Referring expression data
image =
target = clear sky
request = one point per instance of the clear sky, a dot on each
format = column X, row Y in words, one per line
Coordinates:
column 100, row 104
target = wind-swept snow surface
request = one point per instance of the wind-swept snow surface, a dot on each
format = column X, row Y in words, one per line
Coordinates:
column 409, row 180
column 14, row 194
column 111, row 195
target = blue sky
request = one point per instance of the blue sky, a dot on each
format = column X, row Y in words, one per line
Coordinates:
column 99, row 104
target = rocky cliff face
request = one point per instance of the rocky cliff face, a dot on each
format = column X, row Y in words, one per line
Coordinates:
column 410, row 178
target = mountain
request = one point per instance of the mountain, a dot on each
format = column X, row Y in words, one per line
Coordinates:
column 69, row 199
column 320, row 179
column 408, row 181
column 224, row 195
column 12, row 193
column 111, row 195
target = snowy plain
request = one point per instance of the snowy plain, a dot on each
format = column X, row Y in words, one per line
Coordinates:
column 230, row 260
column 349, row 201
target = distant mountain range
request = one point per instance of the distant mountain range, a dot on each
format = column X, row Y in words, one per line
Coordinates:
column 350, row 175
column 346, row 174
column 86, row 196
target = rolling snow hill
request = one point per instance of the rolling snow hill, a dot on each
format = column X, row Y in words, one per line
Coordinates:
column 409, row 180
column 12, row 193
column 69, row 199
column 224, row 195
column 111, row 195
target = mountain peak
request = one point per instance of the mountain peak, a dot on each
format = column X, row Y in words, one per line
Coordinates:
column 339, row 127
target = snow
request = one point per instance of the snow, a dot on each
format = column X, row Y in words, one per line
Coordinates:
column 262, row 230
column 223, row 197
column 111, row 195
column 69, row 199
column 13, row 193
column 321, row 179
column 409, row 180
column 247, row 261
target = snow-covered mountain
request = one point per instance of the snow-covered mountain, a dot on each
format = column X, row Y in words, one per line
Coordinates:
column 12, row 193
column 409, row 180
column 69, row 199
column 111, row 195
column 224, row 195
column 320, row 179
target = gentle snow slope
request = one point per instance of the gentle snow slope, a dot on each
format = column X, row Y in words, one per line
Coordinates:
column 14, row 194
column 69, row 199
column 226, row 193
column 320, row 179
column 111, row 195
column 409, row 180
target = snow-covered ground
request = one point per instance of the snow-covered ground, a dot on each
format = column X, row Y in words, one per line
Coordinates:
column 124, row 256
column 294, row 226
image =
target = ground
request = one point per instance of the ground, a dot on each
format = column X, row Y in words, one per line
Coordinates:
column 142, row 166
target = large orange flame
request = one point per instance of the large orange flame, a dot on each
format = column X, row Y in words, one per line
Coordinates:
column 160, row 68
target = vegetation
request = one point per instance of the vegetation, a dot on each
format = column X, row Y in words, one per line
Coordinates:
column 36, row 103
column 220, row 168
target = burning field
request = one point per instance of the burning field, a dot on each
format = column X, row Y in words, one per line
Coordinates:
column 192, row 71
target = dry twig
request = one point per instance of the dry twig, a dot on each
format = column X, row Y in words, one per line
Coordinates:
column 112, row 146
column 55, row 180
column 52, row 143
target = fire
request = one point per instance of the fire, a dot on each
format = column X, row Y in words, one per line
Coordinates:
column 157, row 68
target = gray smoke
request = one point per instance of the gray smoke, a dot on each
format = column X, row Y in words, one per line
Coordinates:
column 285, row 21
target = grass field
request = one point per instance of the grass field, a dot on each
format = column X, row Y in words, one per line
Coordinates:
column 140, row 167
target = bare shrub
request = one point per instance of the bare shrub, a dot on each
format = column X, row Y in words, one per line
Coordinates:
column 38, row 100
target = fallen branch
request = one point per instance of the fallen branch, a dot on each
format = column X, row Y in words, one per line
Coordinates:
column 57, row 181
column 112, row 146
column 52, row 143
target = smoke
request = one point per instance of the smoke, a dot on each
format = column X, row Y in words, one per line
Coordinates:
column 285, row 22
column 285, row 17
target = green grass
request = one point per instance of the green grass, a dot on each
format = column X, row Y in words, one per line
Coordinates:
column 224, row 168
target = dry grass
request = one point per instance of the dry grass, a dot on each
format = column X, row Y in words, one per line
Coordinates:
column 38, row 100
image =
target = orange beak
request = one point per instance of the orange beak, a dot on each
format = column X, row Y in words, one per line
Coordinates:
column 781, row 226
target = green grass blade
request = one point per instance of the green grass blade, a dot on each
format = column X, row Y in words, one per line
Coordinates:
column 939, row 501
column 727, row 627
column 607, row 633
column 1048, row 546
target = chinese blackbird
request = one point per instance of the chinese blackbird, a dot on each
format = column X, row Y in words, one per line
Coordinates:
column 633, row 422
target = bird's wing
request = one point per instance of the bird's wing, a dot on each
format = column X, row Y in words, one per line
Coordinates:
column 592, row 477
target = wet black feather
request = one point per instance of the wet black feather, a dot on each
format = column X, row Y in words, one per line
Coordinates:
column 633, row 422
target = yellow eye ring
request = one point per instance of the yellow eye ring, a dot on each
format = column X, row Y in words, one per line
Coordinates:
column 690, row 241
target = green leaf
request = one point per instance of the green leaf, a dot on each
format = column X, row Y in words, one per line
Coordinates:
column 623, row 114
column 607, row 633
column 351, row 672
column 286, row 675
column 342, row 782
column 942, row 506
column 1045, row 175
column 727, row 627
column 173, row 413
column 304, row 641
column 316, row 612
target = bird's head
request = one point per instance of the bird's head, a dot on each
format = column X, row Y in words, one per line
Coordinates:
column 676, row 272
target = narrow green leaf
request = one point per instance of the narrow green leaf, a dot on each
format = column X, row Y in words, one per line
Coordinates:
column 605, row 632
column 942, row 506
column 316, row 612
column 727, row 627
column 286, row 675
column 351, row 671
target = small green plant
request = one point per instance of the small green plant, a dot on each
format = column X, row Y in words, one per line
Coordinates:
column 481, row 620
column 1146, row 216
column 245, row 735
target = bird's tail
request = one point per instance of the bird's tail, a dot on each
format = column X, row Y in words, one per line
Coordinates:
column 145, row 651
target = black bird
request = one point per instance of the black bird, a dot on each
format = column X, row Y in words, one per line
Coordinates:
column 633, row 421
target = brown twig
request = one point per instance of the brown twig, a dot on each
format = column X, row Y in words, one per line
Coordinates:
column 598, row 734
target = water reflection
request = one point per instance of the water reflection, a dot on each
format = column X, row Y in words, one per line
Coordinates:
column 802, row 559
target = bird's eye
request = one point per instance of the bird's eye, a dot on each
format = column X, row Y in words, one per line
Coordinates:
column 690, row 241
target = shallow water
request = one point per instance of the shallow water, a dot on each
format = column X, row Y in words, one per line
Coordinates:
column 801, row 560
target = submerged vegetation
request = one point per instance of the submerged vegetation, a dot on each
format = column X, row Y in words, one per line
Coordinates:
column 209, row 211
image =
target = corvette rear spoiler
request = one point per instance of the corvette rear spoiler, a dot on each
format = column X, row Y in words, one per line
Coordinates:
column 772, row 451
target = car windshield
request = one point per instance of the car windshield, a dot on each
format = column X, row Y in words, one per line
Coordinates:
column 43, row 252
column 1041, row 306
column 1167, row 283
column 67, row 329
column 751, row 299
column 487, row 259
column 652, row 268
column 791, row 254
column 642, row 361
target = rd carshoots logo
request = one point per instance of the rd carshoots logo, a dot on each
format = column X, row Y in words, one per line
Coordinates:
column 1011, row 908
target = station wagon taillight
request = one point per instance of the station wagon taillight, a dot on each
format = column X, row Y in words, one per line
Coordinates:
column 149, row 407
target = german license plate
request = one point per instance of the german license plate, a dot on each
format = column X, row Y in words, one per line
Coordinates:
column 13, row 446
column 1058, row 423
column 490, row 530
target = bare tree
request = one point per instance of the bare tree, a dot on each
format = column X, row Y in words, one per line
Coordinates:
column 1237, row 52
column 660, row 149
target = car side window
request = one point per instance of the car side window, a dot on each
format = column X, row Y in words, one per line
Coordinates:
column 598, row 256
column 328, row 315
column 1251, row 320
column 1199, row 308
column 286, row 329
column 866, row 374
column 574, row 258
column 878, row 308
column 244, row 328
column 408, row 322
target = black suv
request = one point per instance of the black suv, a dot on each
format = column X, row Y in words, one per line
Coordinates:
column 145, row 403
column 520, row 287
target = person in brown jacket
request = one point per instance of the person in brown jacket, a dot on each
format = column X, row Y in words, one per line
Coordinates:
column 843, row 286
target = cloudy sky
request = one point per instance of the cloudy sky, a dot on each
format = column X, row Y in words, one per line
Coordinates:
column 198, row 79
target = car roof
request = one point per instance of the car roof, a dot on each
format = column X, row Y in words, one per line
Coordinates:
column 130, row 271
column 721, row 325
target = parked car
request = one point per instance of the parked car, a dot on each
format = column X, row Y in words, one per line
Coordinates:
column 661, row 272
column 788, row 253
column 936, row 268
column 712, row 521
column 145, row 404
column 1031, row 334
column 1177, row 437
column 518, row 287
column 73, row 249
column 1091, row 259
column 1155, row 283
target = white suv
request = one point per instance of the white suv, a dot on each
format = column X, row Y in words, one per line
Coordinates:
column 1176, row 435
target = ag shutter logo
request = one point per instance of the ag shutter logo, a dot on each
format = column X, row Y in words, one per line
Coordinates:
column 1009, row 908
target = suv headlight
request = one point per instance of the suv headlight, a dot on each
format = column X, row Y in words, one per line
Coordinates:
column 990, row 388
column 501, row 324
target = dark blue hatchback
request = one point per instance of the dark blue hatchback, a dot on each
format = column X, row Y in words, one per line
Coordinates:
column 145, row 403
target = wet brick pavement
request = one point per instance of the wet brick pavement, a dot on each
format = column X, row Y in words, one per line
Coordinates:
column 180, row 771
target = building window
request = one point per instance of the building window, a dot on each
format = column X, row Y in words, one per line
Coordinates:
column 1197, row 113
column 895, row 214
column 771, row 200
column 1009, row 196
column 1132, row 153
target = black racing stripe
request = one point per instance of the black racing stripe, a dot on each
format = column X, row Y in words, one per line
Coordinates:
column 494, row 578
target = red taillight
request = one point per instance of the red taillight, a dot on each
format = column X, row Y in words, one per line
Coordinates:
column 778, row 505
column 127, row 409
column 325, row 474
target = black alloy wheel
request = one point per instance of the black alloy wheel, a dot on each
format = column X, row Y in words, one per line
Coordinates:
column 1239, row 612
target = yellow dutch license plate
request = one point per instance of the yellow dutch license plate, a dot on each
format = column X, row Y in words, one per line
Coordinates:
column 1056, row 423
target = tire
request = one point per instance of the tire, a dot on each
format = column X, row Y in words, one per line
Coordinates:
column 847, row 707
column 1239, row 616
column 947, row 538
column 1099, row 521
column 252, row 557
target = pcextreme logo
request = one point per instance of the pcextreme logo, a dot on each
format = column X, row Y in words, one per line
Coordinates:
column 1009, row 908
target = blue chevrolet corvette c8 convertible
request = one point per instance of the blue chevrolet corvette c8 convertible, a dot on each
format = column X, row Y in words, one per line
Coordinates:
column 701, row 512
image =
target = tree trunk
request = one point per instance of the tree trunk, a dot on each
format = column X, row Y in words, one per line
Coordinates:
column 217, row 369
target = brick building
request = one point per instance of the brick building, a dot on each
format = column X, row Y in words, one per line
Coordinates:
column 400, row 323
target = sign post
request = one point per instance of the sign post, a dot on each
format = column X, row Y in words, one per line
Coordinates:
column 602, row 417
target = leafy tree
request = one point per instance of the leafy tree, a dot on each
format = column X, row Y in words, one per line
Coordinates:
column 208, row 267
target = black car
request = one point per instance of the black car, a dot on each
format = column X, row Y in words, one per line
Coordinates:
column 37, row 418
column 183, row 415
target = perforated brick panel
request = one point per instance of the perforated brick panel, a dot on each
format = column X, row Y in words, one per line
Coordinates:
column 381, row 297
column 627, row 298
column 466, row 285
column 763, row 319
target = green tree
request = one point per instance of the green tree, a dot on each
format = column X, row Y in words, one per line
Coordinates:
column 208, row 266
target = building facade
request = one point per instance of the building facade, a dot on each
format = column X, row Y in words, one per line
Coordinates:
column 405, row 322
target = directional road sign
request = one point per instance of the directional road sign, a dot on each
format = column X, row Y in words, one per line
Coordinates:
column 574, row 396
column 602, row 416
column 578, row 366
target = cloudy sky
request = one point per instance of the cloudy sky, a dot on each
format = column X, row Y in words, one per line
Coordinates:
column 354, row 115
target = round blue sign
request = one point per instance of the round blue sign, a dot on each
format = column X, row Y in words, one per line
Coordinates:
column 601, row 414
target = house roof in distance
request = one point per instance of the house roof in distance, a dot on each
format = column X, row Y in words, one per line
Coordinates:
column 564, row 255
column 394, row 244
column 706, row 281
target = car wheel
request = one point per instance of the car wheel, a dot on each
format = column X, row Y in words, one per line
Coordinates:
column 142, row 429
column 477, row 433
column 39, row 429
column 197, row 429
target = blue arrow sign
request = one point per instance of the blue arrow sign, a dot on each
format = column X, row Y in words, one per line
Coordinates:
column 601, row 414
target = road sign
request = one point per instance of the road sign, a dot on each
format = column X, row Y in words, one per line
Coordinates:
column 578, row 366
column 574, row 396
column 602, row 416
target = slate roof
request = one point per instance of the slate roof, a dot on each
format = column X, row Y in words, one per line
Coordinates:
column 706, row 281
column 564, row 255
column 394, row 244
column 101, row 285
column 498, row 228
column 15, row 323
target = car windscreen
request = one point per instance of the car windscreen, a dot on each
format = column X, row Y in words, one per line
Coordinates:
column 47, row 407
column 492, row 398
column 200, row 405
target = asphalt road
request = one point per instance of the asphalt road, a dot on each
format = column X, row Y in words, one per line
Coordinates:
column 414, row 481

Problem description →
Using the data above, reproduce exactly the lines between those holding "blade, a dot on each" and "target = bird's head", inclusive, and no others.

Reply to the exercise →
request = one point per instance of the green grass blade, a dot on each
format = column X, row Y in words, one per line
Coordinates:
column 939, row 501
column 727, row 627
column 607, row 633
column 1048, row 546
target = chinese blackbird
request = one point per instance of the chinese blackbird, a dot on each
format = column X, row Y in words, one per line
Coordinates:
column 633, row 422
target = bird's wing
request = one point per instance of the bird's wing, a dot on each
format = column X, row Y in words, one per line
Coordinates:
column 592, row 477
target = wet black feather
request = one point per instance of the wet black feather, a dot on each
format = column X, row Y in words, one per line
Coordinates:
column 633, row 422
target = yellow eye ring
request = one point per instance of the yellow eye ring, a dot on each
format = column X, row Y in words, one per line
Coordinates:
column 690, row 241
target = green leaf
request = one point per instance of the green leaf, a dot on each
format = column X, row Y in words, one per line
Coordinates:
column 623, row 114
column 607, row 633
column 351, row 672
column 286, row 675
column 342, row 782
column 942, row 506
column 1045, row 175
column 727, row 627
column 173, row 413
column 304, row 641
column 316, row 612
target = bird's head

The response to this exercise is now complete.